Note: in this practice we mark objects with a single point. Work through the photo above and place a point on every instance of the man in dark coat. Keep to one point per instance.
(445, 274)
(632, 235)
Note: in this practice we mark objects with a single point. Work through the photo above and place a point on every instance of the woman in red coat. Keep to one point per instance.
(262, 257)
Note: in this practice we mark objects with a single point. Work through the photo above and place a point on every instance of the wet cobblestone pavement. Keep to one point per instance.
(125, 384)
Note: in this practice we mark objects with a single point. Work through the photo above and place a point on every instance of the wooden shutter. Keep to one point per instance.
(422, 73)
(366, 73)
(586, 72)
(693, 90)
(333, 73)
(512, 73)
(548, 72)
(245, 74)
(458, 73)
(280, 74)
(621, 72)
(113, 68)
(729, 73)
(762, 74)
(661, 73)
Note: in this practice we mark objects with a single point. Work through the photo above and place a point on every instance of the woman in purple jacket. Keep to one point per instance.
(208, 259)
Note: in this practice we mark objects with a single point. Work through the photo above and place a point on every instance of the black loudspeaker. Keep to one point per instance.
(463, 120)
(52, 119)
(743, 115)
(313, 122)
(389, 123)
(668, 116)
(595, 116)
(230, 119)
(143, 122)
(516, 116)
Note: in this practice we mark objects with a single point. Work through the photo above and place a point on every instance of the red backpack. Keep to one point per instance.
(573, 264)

####

* **Problem description**: Please arrange all the records above into a numbered list, one line per number, with blank lines left out.

* **Task response**:
1. Note: in this practice we mark objects with a single point. Work through the photo above and place a point on every instance of the man in dark coat. Keep to one point per instance.
2. (445, 274)
3. (632, 235)
4. Note: in this practice we mark objects with a single point. Work through the photo above and place a point on every instance of the woman in red coat. Keep to one point per instance.
5. (262, 257)
6. Note: in this practice we mark objects with a single point. Work through the photo above and place a point on every instance of the wet cobblestone pavement. Keep to one point per instance.
7. (125, 384)
8. Note: in this practice we mark objects with a single point. Work through the photo above and place a point on every instance of the wooden shutter. Keep to one point per instance.
9. (422, 73)
10. (366, 73)
11. (586, 72)
12. (693, 90)
13. (333, 73)
14. (512, 73)
15. (548, 72)
16. (245, 74)
17. (458, 73)
18. (280, 74)
19. (621, 72)
20. (113, 68)
21. (729, 73)
22. (762, 74)
23. (661, 73)
24. Note: in this practice we mark objects with a single point. Work through the photo above and place a point on every instance of the woman in purple jacket. Keep to one point per instance.
25. (208, 259)
26. Note: in this practice we mark objects with a single point. Work through the photo above and place a point on every instance of the black loudspeaker. Keep to one point per instance.
27. (463, 120)
28. (52, 119)
29. (743, 115)
30. (313, 122)
31. (389, 123)
32. (668, 116)
33. (595, 116)
34. (230, 119)
35. (143, 122)
36. (516, 116)
37. Note: in this practice we mark objects with a single point. Work through the photo above and place a point on every instance of the red backpack. Keep to one point per instance.
38. (573, 264)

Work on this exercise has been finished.